Escreva, por favor, a parte seguinte da declaração do primeiro-ministro de transição, começando logo após a última frase apresentada.

- **EXCERTO SELECIONADO**:
☆ ☆ ☆ ☆

Declaração Proferida por Sua Excelência O Senhor Primeiro-ministro de Transição

05-07-2012 08:23

Declaração Proferida por Sua Excelência O Senhor Primeiro-ministro de Transição

Eng.º Rui Duarte Barros

 

Povo da Guiné-Bissau

Caros Concidadãos

Para além das breves palavras proferidas no meu empossamento, creio ser este o momento e a via mais abrangentes para saudar todos os Guineenses, quer os que vivem no nosso País, quer os que engrandecem o nome da Guiné-Bissau nas comunidades da Diáspora, de uma forma muito calorosa pela serenidade e coragem com que souberam enfrentar a situação que o país atravessa.

Não gostaria de iniciar as minhas funções, sem antes, e apesar das circunstâncias excecionais, expressar o meu sentimento de honra e orgulho pela nobre missão que me foi confiada para dirigir o Governo que levará a cabo a tarefa do retorno à ordem constitucional.

Esta declaração serve para reafirmarmos os compromissos assumidos para a condução do Governo de Transição, mas também para levarmos uma mensagem de esperança, e de inclusão, àqueles que de alguma maneira apostaram em nós, e a todos os guineenses sem excepção, que por motivos diversos ainda estão mergulhados na incerteza.

Assumo desde já perante o povo guineense, o firme e sincero propósito de trabalhar com todas as forças vivas da Nação, na certeza de que o momento que o País atravessa exige uma especial cooperação entre as diversas instituições democráticas.

☆ ☆ ☆ ☆

- **DADOS APRESENTADOS**:
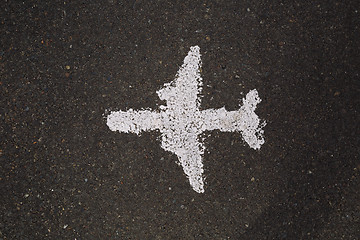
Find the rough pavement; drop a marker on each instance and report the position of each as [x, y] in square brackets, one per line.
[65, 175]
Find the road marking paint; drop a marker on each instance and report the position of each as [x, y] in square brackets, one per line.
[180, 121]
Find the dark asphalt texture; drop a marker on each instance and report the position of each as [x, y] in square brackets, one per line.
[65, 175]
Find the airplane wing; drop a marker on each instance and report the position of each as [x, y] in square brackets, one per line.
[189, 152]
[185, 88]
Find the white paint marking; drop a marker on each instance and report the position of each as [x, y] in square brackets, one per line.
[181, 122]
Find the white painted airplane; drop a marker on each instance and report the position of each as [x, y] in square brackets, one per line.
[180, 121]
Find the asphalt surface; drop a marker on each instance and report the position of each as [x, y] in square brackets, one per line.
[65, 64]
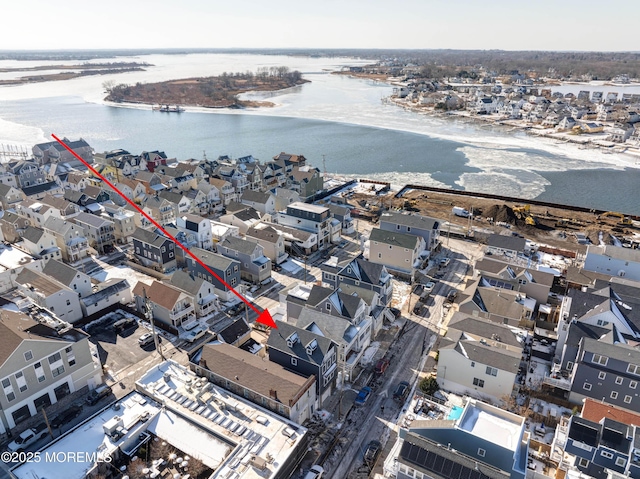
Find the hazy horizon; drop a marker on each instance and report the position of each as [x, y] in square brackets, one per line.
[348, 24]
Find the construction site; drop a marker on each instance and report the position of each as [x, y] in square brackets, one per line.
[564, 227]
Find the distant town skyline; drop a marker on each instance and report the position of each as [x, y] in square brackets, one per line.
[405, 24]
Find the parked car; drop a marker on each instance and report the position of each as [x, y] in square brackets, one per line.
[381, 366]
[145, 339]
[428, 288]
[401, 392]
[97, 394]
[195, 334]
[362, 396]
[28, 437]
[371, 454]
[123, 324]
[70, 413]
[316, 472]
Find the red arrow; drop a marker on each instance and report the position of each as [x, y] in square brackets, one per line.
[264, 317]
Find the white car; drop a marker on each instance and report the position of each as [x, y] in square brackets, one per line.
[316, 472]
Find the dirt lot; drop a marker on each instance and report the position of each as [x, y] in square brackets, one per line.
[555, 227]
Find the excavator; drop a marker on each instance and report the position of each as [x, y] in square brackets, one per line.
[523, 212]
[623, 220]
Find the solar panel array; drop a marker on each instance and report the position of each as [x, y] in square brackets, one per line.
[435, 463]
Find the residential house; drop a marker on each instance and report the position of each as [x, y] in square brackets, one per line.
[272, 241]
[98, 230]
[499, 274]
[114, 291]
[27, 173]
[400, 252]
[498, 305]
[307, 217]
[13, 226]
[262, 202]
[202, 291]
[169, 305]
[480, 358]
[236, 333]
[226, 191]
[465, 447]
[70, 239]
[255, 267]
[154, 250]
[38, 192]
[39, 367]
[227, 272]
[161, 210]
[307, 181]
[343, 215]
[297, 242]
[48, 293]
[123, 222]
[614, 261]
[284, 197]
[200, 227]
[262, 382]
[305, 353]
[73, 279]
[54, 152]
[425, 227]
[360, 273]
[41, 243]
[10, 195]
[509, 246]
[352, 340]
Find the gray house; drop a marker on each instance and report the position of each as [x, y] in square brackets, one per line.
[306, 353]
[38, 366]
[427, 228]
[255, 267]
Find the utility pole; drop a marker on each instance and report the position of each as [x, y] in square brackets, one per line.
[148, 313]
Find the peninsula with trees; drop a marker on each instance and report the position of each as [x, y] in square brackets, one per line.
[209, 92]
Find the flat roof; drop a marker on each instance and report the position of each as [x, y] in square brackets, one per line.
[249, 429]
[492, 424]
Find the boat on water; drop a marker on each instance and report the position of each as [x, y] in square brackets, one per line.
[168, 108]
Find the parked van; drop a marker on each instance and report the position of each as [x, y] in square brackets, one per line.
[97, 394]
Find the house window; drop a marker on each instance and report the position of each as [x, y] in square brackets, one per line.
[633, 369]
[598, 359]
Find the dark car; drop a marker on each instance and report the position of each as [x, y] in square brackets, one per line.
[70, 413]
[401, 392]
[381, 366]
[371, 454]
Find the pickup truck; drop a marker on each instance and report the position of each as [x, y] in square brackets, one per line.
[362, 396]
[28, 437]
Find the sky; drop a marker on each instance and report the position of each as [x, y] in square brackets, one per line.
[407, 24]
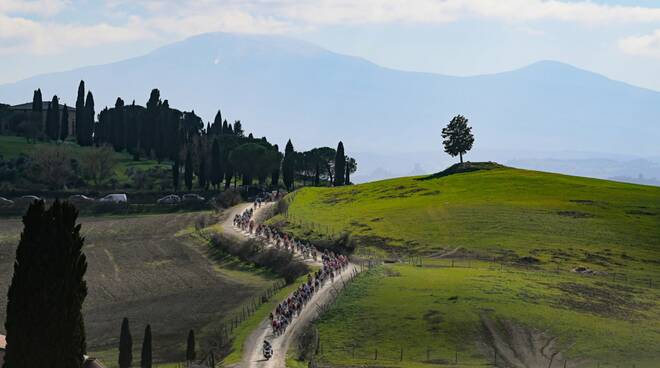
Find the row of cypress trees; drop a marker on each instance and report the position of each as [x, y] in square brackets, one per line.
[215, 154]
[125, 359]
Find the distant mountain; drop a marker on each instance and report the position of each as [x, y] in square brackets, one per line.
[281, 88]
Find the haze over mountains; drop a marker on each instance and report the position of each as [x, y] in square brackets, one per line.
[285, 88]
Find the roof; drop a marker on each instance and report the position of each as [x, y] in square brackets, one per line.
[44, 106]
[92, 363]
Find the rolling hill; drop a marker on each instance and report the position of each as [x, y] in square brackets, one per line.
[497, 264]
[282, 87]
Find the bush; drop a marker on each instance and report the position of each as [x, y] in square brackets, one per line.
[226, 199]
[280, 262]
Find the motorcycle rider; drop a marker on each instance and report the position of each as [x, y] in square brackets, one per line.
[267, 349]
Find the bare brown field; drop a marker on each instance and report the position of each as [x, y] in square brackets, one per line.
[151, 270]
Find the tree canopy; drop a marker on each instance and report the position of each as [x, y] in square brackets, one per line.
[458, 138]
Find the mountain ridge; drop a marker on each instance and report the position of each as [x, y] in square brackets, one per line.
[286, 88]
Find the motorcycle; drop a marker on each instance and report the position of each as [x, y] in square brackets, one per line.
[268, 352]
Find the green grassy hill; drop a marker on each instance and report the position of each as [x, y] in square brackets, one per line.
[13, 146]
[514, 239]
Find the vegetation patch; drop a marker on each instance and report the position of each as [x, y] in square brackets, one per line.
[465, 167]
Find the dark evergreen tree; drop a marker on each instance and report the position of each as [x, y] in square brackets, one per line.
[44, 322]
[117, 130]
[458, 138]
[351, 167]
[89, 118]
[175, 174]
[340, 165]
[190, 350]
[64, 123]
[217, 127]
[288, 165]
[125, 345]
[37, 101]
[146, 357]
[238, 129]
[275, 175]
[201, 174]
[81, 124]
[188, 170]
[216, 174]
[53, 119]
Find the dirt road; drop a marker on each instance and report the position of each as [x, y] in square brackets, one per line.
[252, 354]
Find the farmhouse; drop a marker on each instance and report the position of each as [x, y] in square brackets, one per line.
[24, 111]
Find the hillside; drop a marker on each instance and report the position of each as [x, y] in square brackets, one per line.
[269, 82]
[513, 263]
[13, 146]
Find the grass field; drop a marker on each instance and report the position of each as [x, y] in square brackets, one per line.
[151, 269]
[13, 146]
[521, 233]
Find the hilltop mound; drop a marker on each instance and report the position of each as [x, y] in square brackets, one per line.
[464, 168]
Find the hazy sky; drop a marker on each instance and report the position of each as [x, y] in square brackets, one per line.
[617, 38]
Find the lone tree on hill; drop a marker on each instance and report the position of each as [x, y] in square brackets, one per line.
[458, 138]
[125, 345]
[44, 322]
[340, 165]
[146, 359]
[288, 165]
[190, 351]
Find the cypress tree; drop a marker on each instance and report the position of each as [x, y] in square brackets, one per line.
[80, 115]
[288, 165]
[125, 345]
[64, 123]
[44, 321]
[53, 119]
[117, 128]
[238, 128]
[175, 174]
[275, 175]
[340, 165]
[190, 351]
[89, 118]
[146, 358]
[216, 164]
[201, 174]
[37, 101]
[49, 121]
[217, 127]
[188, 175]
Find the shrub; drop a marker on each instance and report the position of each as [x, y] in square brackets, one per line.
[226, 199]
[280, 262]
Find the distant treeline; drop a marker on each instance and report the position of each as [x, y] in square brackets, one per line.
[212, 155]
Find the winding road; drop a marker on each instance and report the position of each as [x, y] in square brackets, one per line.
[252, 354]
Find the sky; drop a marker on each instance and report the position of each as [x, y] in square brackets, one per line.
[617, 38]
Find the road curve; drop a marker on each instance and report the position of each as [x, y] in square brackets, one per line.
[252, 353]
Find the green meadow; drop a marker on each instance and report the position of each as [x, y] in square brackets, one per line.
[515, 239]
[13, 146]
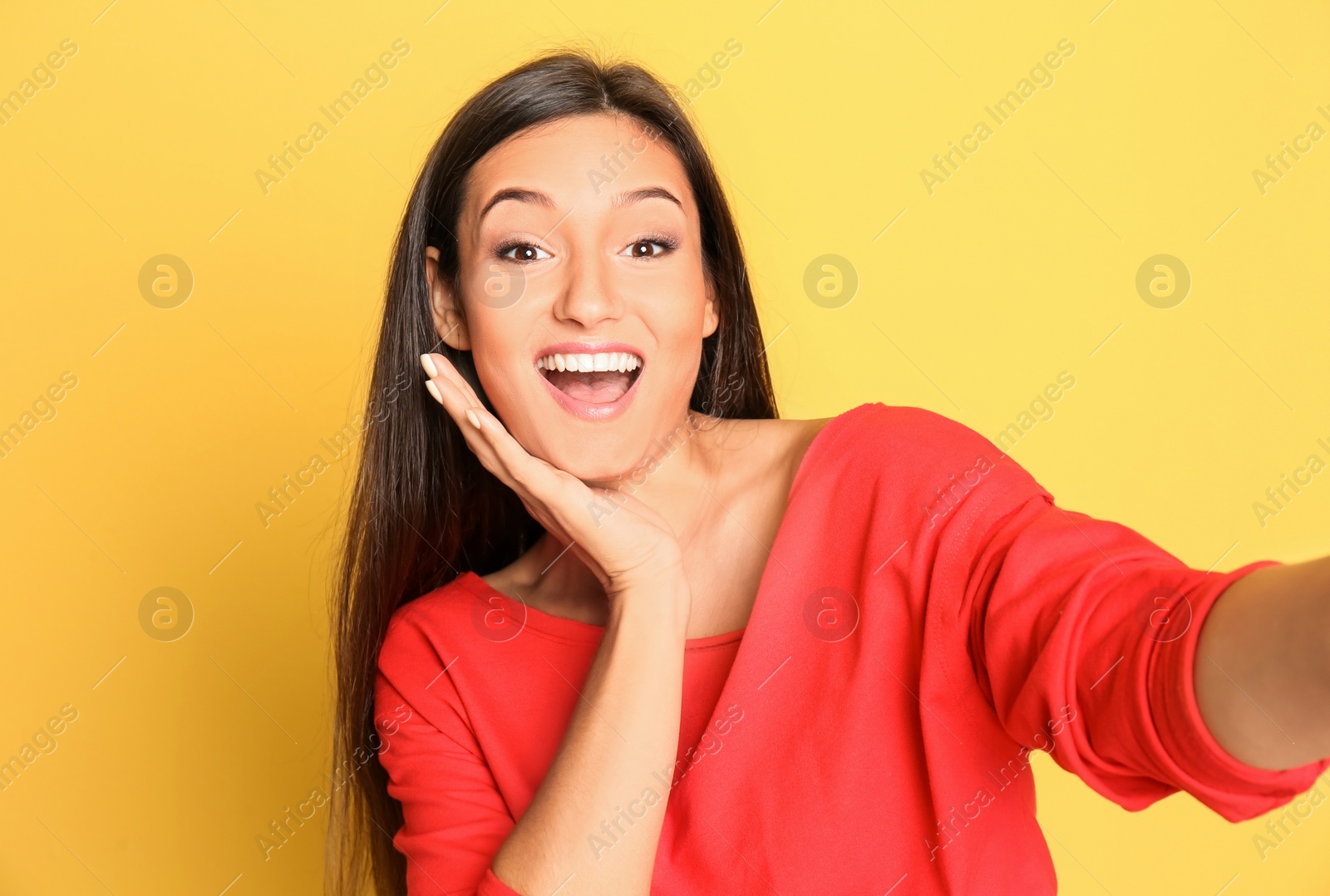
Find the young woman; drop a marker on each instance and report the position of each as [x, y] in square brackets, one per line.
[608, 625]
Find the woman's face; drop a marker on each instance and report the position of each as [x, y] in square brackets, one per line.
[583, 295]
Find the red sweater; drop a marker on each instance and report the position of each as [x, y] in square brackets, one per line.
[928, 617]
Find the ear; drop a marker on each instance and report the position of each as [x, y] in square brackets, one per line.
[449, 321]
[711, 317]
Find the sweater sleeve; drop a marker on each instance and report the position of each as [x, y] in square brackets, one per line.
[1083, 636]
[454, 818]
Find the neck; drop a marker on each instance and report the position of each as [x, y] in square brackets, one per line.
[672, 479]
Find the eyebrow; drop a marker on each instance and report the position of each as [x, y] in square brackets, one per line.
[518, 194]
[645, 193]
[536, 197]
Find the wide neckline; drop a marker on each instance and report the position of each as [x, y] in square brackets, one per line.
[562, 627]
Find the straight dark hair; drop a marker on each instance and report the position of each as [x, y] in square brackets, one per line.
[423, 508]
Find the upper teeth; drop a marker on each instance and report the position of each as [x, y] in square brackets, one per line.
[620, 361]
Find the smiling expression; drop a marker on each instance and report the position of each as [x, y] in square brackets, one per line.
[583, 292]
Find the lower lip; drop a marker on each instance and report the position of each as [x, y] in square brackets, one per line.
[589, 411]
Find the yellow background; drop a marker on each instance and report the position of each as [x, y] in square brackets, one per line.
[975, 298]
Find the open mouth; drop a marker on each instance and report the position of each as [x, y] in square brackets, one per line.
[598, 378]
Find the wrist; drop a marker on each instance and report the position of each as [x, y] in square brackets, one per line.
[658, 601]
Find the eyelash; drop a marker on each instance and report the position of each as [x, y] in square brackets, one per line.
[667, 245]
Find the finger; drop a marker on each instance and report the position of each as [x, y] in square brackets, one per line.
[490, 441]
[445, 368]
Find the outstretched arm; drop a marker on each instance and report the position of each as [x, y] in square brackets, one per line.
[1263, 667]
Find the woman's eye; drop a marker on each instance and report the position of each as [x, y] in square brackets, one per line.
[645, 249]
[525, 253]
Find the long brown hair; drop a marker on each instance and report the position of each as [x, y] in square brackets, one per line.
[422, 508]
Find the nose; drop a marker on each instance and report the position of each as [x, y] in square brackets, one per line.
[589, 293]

☆ ☆ ☆ ☆

- **RESULTADO DA TAREFA**:
Pretendemos apenas governar com realismo, o que para nós significa conjugar o esforço do Executivo com o dos Guineenses numa base de confiança que só um contacto constante e permanente com a realidade pode cultivar, sem recurso a falsas promessas, sem sonhos virtuais, mas decidindo e agindo com responsabilidade e transparência.

No dia 12 de Abril último, aconteceu de novo um golpe de Estado no nosso País, que colocou os Guineenses e a Comunidade Internacional perante o enorme e complicado desafio de restabelecer a normalidade constitucional e democrática.

Sem surpresas, dividimo-nos quanto à forma de o fazer. Uma parte de Guineenses e da Comunidade Internacional tem clamado pelo retorno ao status quo ante, ainda que seja por via da força, e tudo tem feito para que esta opção vença.

Felizmente, a outra parte, a que pertencemos, entendeu que o primeiro instinto de um patriota perante situações adversas, é assegurar a paz para o seu povo, e dar o seu máximo para a sua manutenção, com vista ao retorno pacífico à normalidade.

Foi o que nós fizemos e vamos continuar a fazer sem poupar nenhum esforço.

Povo da Guiné-Bissau

Caros Concidadãos

Infelizmente, experiências de guerra não nos faltam, sendo a mais recente a de 98. Este conflito começou com uma tentativa de golpe de Estado, que degenerou numa guerra fratricida de 11 meses, opondo guineenses, ceifando vidas humanas, e destruindo o nosso país.

Mas não tenhamos dúvidas que houve o 98 porque não fomos capazes de evitar a guerra e preservar a paz.

É nossa profunda convicção de que falhámos todos. Felizmente, desta vez nem todos falharam. Não venceram as teorias do bloqueio total, do encurralamento, da revolta popular e do recurso às forças estrangeiras de intervenção.

Graças a Deus prevaleceu o bom senso na maioria dos Guineenses e da Comunidade Internacional.

O povo não correspondeu aos apelos à desobediência; o Conselho de Segurança não acudiu aos pedidos de autorização do uso da força; a CEDEAO e a União africana foram firmes em preservar a paz.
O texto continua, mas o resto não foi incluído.